(Stored entries)

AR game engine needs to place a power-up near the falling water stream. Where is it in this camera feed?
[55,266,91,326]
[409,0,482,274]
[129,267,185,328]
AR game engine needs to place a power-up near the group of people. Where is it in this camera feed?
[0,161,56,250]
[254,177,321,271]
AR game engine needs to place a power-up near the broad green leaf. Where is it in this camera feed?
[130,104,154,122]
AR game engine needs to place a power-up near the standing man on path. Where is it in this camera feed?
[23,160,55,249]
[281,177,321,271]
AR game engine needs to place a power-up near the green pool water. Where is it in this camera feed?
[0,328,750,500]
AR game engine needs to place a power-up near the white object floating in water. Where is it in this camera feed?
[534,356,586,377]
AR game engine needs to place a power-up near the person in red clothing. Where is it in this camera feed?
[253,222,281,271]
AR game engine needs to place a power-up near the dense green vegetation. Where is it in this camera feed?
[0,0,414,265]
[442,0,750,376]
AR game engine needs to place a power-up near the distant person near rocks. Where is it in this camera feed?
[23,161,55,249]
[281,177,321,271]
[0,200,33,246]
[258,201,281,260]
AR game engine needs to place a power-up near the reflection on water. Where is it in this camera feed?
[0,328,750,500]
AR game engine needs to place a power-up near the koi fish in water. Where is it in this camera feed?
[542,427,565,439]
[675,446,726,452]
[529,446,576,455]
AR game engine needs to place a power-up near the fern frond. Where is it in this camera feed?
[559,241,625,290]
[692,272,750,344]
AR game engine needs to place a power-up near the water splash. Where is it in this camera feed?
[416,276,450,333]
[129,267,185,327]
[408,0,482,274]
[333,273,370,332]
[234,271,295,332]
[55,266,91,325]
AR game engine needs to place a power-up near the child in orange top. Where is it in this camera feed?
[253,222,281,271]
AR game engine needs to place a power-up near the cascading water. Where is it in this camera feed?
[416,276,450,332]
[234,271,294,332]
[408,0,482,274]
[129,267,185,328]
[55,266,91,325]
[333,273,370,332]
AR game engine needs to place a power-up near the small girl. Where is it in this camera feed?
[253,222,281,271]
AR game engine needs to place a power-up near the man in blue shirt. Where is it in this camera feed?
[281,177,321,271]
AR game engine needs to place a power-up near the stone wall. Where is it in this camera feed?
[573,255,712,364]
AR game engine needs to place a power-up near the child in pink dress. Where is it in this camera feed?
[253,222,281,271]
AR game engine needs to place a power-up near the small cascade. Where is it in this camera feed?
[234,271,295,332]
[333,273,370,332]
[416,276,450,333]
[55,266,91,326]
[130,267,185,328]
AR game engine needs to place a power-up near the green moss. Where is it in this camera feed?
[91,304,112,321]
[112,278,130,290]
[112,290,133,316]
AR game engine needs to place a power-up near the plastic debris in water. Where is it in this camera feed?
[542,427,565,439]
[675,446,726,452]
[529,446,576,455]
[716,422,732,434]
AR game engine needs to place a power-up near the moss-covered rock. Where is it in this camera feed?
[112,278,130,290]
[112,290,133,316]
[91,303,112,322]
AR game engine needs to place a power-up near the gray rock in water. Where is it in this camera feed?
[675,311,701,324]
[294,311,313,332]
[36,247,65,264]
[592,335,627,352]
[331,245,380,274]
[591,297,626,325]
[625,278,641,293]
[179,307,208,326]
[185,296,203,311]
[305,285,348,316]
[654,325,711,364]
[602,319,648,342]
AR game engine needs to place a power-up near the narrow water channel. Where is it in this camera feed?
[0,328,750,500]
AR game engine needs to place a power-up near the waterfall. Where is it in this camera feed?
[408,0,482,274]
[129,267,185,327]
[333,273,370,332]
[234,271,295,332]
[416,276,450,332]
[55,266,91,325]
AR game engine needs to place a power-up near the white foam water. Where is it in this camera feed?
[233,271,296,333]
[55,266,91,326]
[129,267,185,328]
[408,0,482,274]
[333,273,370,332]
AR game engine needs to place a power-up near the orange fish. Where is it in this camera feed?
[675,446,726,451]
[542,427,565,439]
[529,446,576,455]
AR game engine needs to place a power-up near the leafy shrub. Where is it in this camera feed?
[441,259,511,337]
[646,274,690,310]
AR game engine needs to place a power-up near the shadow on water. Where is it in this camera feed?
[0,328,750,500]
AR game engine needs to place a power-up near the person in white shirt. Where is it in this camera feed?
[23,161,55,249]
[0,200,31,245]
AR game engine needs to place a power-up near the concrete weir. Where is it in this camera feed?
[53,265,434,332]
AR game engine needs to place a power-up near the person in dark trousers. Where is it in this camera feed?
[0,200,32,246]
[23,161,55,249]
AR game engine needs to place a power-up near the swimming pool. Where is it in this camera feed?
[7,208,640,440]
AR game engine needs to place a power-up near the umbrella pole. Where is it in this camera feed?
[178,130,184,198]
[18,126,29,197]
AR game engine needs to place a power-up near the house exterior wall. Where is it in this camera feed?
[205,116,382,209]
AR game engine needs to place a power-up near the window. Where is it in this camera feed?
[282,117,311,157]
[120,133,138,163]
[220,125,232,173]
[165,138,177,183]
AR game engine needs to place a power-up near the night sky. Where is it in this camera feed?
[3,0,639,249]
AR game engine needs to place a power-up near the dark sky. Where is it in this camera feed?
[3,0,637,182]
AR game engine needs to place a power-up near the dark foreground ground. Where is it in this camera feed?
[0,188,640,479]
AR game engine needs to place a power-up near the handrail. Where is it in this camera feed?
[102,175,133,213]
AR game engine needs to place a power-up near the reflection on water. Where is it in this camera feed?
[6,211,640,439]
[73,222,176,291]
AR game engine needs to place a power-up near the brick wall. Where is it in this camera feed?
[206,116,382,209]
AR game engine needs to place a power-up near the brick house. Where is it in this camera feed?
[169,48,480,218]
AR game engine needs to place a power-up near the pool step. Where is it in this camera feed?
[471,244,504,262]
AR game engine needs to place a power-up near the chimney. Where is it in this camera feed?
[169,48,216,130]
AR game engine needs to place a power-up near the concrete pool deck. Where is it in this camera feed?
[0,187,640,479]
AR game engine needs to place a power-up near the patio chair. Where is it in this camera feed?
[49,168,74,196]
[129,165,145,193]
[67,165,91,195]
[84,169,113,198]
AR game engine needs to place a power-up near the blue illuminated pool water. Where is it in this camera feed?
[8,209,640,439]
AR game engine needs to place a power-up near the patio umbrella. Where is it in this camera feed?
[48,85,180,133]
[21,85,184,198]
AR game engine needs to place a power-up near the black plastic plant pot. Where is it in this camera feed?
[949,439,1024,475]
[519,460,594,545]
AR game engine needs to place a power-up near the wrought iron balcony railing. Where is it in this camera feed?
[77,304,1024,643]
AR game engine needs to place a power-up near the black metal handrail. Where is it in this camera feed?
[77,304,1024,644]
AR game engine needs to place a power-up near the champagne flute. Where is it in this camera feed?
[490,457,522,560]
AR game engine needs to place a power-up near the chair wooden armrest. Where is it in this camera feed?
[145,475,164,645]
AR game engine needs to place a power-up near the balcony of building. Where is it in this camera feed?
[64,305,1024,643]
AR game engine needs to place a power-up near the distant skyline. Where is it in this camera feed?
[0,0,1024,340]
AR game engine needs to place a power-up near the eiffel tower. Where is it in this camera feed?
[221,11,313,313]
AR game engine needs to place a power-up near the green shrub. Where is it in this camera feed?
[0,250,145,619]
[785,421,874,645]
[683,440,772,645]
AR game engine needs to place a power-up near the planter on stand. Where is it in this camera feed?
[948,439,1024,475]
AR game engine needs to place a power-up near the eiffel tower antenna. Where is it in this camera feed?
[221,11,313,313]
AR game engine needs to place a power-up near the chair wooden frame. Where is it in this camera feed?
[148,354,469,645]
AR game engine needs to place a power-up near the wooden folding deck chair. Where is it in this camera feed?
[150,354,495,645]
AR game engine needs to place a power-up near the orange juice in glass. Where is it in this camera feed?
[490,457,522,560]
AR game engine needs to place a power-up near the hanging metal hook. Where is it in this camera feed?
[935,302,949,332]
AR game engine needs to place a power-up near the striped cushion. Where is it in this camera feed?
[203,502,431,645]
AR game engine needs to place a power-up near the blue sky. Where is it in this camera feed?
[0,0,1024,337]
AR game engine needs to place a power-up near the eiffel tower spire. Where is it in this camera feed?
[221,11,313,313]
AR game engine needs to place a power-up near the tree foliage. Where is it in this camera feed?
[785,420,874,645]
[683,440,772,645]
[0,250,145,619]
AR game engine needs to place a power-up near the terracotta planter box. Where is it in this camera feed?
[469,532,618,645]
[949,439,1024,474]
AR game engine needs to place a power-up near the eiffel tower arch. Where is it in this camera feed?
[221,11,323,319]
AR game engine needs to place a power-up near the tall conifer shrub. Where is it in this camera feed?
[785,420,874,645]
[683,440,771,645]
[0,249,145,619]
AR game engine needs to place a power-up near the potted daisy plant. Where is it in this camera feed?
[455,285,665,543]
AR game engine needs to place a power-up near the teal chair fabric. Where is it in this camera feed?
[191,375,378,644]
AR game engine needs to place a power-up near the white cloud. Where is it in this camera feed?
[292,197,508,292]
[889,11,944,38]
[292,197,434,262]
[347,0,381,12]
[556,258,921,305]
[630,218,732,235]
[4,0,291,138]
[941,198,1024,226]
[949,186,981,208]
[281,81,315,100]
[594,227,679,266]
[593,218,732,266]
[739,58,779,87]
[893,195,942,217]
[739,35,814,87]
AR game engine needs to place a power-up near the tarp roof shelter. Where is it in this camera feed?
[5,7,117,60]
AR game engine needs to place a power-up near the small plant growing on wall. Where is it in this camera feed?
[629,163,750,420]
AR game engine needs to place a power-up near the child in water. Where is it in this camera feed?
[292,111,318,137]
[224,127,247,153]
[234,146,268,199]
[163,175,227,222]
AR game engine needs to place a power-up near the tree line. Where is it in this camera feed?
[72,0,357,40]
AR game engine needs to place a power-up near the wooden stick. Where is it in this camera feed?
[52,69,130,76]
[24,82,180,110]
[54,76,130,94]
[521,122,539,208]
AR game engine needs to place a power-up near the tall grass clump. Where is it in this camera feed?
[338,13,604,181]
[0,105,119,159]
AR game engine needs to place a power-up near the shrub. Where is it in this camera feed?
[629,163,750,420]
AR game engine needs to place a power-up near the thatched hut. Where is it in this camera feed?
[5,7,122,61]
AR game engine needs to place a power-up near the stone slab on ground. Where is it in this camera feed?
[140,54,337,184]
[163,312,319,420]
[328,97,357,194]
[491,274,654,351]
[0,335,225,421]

WHAT THE EXERCISE ASKS =
Swap "power-up" for "collectible" in the lines starting at the one that contains "the wooden folding" and ending at the one that contains "[935,302,949,332]", and give back only those lines with nothing else altered.

TASK RESPONSE =
AR game engine needs to place a collectible near the wooden folding deck chair. Where is it in this camera feed?
[150,354,495,645]
AR game engine needs to place a collectible near the orange juice in glass. Where is it in this camera feed?
[490,457,522,560]
AR game engine needs to place a collectible near the hanging metal hook. Where is it in this camera feed?
[935,302,949,332]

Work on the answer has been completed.